#### Task to complete
Count the lines in the rows below that contain the string "target". Case counts. Reply with the number alone.

#### Supplied material
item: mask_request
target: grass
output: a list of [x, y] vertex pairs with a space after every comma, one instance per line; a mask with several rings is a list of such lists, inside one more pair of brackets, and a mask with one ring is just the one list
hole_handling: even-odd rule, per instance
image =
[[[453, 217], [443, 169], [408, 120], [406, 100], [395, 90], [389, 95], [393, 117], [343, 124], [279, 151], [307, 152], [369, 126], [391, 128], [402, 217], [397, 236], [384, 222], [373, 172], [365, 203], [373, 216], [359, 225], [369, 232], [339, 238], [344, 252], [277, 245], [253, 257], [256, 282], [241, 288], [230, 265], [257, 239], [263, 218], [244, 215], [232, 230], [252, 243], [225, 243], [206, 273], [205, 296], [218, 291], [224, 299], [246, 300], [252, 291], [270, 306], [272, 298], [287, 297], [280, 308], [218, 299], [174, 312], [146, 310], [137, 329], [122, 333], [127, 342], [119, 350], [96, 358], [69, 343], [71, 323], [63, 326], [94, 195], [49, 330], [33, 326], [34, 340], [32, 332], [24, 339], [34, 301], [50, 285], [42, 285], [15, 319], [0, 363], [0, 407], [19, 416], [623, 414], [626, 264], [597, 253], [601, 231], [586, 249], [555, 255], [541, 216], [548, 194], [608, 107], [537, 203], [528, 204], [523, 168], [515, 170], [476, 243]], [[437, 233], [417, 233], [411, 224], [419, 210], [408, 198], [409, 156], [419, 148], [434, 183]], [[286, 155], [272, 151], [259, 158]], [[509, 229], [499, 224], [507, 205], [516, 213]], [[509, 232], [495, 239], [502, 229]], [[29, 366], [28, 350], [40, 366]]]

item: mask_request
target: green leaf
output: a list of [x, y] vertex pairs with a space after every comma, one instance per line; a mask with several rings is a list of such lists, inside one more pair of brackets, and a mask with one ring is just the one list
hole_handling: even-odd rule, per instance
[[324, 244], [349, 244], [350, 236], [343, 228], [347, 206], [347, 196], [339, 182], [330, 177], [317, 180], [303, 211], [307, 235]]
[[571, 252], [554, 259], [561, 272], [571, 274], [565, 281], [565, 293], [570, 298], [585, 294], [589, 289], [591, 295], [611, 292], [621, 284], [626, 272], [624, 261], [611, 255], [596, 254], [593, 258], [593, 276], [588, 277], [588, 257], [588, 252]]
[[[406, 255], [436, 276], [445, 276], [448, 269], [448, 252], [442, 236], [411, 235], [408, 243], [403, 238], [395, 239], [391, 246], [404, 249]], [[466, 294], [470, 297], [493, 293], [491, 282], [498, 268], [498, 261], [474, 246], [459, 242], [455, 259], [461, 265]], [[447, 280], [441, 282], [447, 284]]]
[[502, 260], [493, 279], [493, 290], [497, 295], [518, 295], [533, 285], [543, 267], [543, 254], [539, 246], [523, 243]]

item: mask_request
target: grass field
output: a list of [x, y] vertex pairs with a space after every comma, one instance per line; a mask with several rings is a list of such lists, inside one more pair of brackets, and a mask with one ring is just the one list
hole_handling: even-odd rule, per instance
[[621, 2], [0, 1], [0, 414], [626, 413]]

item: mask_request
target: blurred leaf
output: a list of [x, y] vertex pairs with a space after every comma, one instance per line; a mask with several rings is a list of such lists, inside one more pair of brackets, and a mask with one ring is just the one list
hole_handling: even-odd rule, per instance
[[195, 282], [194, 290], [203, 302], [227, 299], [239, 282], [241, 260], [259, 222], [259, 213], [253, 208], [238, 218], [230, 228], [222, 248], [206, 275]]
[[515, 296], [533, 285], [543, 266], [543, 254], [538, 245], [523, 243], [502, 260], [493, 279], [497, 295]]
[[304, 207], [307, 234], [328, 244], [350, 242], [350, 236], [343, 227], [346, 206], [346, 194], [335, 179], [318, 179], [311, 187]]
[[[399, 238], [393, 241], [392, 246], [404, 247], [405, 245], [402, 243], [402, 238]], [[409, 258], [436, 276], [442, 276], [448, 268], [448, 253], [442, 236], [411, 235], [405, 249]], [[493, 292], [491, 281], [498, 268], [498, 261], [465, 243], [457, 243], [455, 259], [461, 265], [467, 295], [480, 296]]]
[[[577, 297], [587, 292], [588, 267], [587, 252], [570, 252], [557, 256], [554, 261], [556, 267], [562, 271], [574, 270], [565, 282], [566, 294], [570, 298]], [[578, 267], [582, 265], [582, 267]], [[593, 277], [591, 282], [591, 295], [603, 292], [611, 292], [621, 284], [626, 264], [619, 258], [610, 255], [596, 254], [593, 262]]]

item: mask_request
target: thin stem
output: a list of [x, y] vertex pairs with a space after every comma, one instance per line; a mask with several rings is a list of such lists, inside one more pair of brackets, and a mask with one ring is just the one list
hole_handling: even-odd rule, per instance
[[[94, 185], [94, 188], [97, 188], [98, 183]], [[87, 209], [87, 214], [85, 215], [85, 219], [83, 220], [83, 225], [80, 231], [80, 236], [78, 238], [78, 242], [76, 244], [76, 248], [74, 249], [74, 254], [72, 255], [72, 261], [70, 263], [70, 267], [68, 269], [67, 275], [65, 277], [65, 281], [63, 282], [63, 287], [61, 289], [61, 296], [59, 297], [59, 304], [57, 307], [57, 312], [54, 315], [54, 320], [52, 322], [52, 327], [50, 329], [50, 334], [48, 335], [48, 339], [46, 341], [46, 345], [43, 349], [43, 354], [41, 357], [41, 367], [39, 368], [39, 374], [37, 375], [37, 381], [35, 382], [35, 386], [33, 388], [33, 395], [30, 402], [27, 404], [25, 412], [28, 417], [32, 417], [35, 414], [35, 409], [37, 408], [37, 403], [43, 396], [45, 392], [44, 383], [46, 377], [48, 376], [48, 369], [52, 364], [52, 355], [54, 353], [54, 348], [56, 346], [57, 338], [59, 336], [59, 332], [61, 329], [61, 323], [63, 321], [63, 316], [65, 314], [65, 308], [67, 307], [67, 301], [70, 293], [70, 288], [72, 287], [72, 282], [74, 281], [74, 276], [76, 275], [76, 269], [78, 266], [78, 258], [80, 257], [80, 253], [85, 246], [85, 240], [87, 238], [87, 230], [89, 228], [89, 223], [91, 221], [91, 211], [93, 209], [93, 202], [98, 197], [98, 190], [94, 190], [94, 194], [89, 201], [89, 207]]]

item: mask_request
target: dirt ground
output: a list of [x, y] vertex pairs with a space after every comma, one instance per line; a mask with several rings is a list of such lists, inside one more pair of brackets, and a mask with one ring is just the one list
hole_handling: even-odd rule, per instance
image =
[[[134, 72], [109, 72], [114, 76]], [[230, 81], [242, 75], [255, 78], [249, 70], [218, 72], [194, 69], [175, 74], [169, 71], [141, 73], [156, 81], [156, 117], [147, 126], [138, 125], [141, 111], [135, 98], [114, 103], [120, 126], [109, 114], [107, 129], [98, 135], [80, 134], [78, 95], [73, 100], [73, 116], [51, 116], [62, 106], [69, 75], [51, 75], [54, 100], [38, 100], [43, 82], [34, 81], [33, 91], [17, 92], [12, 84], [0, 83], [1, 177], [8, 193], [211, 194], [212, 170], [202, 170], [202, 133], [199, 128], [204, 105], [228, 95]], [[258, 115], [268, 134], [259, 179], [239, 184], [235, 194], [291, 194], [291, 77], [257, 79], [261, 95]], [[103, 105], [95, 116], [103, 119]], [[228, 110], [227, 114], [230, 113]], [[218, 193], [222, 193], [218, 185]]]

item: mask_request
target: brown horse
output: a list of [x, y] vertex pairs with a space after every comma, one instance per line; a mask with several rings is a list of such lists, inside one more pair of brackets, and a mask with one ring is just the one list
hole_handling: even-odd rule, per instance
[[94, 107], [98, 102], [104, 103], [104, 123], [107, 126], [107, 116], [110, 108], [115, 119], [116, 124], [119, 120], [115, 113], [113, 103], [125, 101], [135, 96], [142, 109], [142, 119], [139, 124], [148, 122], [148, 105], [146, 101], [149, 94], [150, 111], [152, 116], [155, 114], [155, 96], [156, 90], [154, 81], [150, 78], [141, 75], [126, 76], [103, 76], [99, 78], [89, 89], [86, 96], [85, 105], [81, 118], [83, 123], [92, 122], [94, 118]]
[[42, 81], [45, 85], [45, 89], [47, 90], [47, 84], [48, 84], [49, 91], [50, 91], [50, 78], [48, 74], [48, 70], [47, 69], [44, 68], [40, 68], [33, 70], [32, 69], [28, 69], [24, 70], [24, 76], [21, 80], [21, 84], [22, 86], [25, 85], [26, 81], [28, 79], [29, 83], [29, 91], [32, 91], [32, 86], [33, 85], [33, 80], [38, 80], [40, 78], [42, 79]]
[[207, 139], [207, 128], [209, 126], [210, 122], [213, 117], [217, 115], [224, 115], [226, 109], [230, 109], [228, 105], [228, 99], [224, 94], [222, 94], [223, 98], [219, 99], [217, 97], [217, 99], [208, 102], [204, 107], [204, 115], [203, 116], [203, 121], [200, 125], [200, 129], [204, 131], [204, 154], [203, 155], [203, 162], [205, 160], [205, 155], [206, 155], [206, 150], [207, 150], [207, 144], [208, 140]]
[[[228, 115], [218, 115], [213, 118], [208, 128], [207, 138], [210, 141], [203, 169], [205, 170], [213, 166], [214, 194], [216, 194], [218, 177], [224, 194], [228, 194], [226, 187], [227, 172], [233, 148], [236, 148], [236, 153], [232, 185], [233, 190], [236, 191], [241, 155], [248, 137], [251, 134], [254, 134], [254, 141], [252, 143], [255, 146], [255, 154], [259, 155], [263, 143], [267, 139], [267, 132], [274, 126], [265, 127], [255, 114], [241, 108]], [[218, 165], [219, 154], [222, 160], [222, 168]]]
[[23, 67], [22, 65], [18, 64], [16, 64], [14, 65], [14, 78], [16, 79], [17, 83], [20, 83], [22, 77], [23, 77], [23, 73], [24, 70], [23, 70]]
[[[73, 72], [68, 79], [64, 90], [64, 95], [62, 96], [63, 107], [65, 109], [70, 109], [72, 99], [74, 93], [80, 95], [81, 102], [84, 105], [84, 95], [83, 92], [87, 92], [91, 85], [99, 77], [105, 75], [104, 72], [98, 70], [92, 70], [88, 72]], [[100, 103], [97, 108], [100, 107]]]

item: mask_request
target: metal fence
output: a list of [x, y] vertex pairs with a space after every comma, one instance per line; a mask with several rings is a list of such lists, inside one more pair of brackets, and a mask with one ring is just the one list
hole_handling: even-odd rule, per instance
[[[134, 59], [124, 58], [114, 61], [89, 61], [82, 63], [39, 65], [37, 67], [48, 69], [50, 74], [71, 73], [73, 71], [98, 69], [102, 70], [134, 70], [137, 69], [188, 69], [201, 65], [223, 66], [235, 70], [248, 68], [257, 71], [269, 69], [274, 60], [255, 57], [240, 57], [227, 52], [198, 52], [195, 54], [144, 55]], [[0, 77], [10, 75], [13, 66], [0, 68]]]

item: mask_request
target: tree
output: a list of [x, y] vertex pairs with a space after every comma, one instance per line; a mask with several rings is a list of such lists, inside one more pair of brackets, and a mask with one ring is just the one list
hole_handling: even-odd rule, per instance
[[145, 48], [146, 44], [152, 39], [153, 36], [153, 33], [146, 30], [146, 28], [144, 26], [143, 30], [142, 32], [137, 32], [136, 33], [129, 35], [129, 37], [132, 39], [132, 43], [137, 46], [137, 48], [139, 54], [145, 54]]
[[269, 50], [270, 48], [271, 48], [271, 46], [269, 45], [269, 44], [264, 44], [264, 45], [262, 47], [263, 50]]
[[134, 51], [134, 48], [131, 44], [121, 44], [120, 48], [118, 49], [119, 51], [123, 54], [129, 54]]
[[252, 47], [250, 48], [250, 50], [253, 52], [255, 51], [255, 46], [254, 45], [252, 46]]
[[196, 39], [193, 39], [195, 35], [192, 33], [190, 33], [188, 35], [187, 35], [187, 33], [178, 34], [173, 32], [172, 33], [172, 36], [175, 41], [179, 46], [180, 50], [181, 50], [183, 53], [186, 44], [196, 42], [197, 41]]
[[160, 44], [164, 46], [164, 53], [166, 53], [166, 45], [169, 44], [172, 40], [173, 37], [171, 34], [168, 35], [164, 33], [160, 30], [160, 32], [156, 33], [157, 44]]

#### Exercise solution
9